## Document extract
----
Natural history museum in Massachusetts

The Harvard Museum of Natural History (HMNH) is a natural history museum housed in the University Museum Building, located on the campus of Harvard University in Cambridge, Massachusetts. It features 16 galleries with 12,000 specimens drawn from the collections of the university's three natural history research museums: the Harvard University Herbaria, the Museum of Comparative Zoology, and the Harvard Mineralogical Museum.

The museum is physically connected to the Peabody Museum of Archaeology and Ethnology at 26 Oxford Street. One admission grants visitors access to both museums. In 2012, Harvard formed a new consortium, the Harvard Museums of Science and Culture, whose members are the Harvard Museum of Natural History, the Harvard Museum of the Ancient Near East, the Peabody Museum, and the Collection of Historical Scientific Instruments.
----
Natural language region descriptions
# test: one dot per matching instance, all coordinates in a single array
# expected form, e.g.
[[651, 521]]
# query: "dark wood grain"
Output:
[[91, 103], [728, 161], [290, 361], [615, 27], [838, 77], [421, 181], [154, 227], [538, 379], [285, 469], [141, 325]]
----
## Problem
Answer the following from the text on the Harvard Museum of Natural History:
(a) How many galleries and specimens does the museum feature?
(b) To which museum is it physically connected?
(c) In what year did Harvard form the Harvard Museums of Science and Culture?

## Task answer
(a) 16 galleries with 12,000 specimens
(b) The Peabody Museum of Archaeology and Ethnology
(c) 2012